As the description above, the template first filters out the outcomes of several PCas caused by the requested lifestyle, thereafter it selects nodes that are directly connected to the central node. Finally, the resulting nodes, p and q, are combined for display. When the resulting data is returned, a dedicated panel will display it in the JSON format, which can be shown or hidden by a button click. The user can also download the JSON data using another button, named “download“.

As shown in Figure 4, a visual mapping graph is automatically generated on a canvas element according to the returned JSON based on ajax and d3 technology. As observed from Figure 4, the title not only shows the name of the requested lifestyle but also demonstrates the other connected nodes and links. The interface contains six types of legends denoted by different colours scheme to distinguish distinct entities, and each node displays the name of the corresponding entity. Users will directly get all the information related to the lifestyle habits they want to query through the visualized page. When the mouse is focused on a certain node, its various properties and values will be displayed on the far right of the interface in detail, as shown in Figure 5, corresponding to the content of Table 1. While searching for a specific lifestyle, users can get all information about it on the front-end page. Additionally, users can also download the picture which is shows a related KG. A button is also provided that converts the SVG element to PNG format for convenient viewing after download.

3 RESULTS

3.1 From KG to chatbot

In this section, we established a chatbot based on a dialogue system that can answer basic questions about the lifestyle and how choosing a particular lifestyle can avoid the occurrence of prostate cancer. The system consists of two participants, one is the user and the other the bot. The framework of the dialogue system is divided into a front-end user interface to interact with the user and a back-end web server built on the Flask framework for query understanding and answer generation. The front interface not only captures the entered question and passes the question to the back-end through the get/post method, but also shows the generated answers based on the results inquired from the neo4j server. The back-end includes four different components, question classification, question parsing, answer searching, and answer generation, as presented in Figure 6.

Before we recognize entities and extract relationships/attributes from an entered question, we should build a domain list consisting of a series of dictionaries, where the key is the entity type and the value is a set that includes all names of this entity from a text file which are stored in a single-line format and acquired from the PCalfst_KG. Additionally, we also construct a synonym list for keywords of a certain relationship or property type.

REQUIRED ACTION.
For each statement, say yes or no to whether it agrees with the knowledge-graph passage above, and quote the words from the passage that decide it. 1. The back-end web server is built on the Flask framework. 2. The interface uses eight types of legends to distinguish entities. 3. A button converts the SVG element to JPEG format. These lines come from a separate source, not from the knowledge-graph passage.

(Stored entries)

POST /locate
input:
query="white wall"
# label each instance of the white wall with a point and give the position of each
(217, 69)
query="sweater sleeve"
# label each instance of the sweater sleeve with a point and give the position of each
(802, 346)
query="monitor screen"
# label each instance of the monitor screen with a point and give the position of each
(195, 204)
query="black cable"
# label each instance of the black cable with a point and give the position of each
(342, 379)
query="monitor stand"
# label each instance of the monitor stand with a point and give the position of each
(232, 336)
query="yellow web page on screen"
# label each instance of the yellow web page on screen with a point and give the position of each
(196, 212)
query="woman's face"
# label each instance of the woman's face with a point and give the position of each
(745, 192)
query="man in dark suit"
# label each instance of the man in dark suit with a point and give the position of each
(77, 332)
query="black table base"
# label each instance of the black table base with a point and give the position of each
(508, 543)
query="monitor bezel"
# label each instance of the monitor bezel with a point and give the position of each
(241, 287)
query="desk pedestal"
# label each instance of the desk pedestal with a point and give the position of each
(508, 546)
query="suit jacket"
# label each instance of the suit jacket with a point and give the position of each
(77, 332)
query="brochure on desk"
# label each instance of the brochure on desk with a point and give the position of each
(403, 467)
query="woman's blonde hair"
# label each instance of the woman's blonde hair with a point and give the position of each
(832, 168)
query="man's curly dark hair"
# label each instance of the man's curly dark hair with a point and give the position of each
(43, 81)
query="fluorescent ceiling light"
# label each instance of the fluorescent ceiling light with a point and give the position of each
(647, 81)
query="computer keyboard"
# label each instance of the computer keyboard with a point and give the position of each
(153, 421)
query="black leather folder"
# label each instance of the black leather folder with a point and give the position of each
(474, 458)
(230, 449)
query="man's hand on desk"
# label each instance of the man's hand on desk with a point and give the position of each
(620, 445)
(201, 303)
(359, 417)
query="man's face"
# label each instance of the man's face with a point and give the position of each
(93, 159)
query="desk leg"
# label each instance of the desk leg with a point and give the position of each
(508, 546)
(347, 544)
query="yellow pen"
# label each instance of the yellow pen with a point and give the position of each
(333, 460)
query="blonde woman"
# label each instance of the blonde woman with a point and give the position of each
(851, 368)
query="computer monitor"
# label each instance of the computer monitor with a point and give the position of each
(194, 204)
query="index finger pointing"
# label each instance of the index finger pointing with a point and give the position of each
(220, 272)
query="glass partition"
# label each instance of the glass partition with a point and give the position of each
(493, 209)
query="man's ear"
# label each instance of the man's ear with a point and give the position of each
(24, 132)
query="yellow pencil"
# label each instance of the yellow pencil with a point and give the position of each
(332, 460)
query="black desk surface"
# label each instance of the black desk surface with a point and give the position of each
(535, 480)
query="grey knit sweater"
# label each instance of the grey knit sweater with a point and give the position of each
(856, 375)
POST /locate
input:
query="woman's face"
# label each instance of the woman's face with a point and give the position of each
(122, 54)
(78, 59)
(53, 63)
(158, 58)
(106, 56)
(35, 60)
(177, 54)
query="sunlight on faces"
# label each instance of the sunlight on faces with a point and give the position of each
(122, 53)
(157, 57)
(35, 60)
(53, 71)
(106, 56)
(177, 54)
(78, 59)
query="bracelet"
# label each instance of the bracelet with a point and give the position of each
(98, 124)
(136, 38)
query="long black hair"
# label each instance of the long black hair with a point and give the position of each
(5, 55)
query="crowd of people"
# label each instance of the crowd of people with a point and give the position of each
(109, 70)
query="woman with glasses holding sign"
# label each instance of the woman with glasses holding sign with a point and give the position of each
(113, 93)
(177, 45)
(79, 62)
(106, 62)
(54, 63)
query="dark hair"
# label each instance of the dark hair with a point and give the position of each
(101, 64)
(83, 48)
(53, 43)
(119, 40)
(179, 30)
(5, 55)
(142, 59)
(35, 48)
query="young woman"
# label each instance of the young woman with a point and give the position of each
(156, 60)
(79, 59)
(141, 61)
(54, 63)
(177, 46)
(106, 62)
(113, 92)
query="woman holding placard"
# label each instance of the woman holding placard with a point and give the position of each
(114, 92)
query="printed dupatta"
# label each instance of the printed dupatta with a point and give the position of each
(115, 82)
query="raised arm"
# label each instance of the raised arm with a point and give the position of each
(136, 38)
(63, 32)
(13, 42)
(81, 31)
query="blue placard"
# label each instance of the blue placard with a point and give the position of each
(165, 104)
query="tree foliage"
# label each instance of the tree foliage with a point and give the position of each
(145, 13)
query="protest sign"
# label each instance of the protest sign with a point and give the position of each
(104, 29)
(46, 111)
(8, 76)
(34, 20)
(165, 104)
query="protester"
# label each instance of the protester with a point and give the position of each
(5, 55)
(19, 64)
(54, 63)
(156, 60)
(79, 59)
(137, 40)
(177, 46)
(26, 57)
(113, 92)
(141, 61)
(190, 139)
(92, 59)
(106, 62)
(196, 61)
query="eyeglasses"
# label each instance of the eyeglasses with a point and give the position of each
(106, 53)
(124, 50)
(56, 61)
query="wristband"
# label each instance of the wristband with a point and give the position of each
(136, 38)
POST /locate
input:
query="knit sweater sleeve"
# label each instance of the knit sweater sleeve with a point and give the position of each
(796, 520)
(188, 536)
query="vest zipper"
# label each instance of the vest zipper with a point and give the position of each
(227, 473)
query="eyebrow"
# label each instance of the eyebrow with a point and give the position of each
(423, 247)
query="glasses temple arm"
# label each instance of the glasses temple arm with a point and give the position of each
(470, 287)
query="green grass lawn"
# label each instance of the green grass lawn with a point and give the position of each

COMPLETED TASK.
1. Yes: "a back-end web server built on the Flask framework"
2. No: "The interface contains six types of legends"
3. No: "converts the SVG element to PNG format"